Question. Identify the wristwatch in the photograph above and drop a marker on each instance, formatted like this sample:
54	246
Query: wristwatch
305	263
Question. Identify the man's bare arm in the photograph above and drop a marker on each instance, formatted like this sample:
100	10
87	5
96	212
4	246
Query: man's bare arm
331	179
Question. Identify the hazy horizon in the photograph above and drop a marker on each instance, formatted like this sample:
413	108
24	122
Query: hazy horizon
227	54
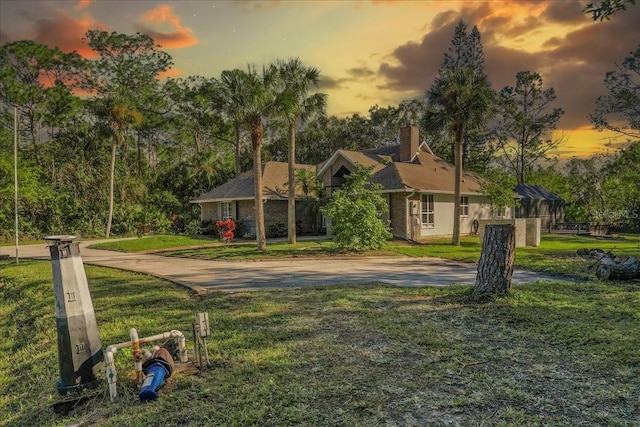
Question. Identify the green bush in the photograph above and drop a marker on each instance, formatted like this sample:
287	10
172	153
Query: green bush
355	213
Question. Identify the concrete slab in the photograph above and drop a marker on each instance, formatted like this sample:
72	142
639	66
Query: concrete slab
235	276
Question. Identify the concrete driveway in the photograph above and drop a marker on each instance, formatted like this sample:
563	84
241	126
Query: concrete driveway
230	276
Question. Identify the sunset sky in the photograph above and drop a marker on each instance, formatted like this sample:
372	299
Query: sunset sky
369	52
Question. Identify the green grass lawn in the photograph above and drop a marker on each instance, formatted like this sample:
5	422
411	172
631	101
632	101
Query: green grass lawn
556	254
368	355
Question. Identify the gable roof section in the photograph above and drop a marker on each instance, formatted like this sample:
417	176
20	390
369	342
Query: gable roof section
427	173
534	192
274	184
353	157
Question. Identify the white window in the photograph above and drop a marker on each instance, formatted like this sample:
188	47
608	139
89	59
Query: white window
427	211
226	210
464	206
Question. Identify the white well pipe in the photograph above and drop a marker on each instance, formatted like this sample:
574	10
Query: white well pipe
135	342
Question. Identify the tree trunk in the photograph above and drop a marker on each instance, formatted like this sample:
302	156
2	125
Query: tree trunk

Given instruction.
Omit the pictures and restate the rest of the records verbatim.

Exercise result.
Question. Identify the wristwatch in the photograph above and drop a marker on each instance, formatted like this sample:
54	246
Query: wristwatch
305	263
Question. Identify the man's bare arm in the photograph above and drop a marker on each instance, formatted like this sample:
100	10
87	5
96	212
4	246
Query: man's bare arm
331	179
Question. Identify the hazy horizon in the photograph above and drop a marker on each instance, formatted like this sample:
413	108
24	122
Query: hazy horizon
227	54
Question. Identify the green bush in the photograph above and drop a marker on each instance, formatted like this sample:
287	10
172	153
Query: green bush
355	213
Question. Identify the concrete slab in the photograph above and drop a marker on each instance, formatted like this sample:
72	142
639	66
Query: concrete slab
235	276
Question. Identify the concrete driveway in the photograph above and drop a marker on each instance, formatted like this sample:
563	84
241	126
Query: concrete driveway
230	276
Question. Identify the sunset sky in the photograph above and drop a marker on each instance, formatted like this sample:
372	299
Query: sunset sky
369	52
Question. Identify the green grass lawn in the photograph above and drop a marker on each instance, formatted like this sample:
5	422
411	172
631	101
632	101
Query: green grass lawn
556	254
368	355
Question. Identify the gable roof section in the photograph above and drop a marker on each instance, formatted like this sample:
417	176
20	390
369	342
Query: gable roof section
427	173
534	192
274	184
353	157
Question. Identify the white window in the photograph above and drop a marker on each instance, formatted like this sample:
188	47
608	139
89	59
Query: white window
427	211
226	210
464	206
Question. Identify the white well pipe in the photograph above and drop a marker on each instance, formatted like this sample:
574	10
Query: white well pipe
135	342
Question. Identify the tree trunk in the photograph above and drop a marker on each instance, formatted like this sample:
302	156
2	125
Query: tree trunk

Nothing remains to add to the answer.